Work instructions.
Present every line of the entries below as a single numbered list, leaving out any blank lines.

Materials provided.
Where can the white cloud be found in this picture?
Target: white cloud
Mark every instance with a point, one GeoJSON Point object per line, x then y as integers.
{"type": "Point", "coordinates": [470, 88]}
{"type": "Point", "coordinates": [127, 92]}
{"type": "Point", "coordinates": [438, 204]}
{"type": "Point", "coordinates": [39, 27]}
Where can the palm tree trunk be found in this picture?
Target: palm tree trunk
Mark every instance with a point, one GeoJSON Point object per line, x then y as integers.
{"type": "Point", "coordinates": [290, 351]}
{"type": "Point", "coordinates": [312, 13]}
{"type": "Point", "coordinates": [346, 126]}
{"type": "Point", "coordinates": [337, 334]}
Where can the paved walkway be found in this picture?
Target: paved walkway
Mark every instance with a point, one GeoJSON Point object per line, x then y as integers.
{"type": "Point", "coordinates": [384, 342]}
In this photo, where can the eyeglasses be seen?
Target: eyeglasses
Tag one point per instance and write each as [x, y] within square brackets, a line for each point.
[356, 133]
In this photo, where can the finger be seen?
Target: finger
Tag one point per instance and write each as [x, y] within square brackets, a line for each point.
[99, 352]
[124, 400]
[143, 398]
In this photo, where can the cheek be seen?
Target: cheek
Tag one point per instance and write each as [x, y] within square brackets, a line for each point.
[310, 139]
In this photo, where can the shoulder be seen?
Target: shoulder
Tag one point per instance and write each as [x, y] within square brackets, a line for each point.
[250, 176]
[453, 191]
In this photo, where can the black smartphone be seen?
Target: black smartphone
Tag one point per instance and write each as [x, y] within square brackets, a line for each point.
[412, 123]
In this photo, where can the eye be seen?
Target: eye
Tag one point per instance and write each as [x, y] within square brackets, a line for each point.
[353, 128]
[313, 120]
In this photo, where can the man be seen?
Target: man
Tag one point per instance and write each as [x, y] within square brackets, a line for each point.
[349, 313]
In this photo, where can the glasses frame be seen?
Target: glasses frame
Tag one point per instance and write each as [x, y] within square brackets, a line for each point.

Exercise solution.
1. Where can the white cloud be found in this picture?
2. Target: white cloud
3. Mark every instance with a point, one GeoJSON Point object per line, x then y as integers.
4. {"type": "Point", "coordinates": [470, 88]}
5. {"type": "Point", "coordinates": [127, 92]}
6. {"type": "Point", "coordinates": [438, 204]}
7. {"type": "Point", "coordinates": [39, 27]}
8. Where can the palm tree trunk be found in this picture?
9. Target: palm tree trunk
10. Mark every instance with a point, one GeoJSON Point object per line, x then y as integers.
11. {"type": "Point", "coordinates": [290, 351]}
12. {"type": "Point", "coordinates": [312, 13]}
13. {"type": "Point", "coordinates": [346, 126]}
14. {"type": "Point", "coordinates": [337, 334]}
15. Where can the paved walkway be found in this picture?
16. Target: paved walkway
17. Mark every instance with a point, one GeoJSON Point object per line, x then y as integers.
18. {"type": "Point", "coordinates": [384, 342]}
19. In this photo, where can the eyeglasses be seen?
20. Target: eyeglasses
21. Tag one point per instance and write each as [x, y] within square brackets, a line for each point.
22. [356, 133]
23. In this photo, where can the finger be seen?
24. Target: finger
25. Tag one point per instance and write each as [x, y] within square brackets, a line for each point.
26. [99, 352]
27. [124, 400]
28. [143, 398]
29. In this photo, where can the cheek be seen?
30. Target: cheek
31. Tag one point per instance and write each as [x, y] within square brackets, a line for each point.
32. [310, 139]
33. In this photo, where can the shoulder be seen?
34. Target: shoulder
35. Tag one point per instance and write each as [x, y] within square brackets, a line for each point.
36. [250, 176]
37. [453, 191]
38. In this photo, where can the black smartphone be seen?
39. Target: black smartphone
40. Tag one point per instance and write each as [x, y] within square brackets, a line for each point.
41. [412, 123]
42. In this photo, where can the eye be seen?
43. Target: eye
44. Tag one point per instance and write each as [x, y] within square brackets, a line for each point.
45. [353, 128]
46. [313, 120]
47. In this photo, where can the man be seen?
48. Target: man
49. Tag one point per instance and write each as [x, y] within square brackets, a line for each point.
50. [349, 313]
51. In this photo, where can the glasses frame be seen?
52. Target: glasses frame
53. Tag one point per instance and write each as [x, y] within square brackets, a line for each point.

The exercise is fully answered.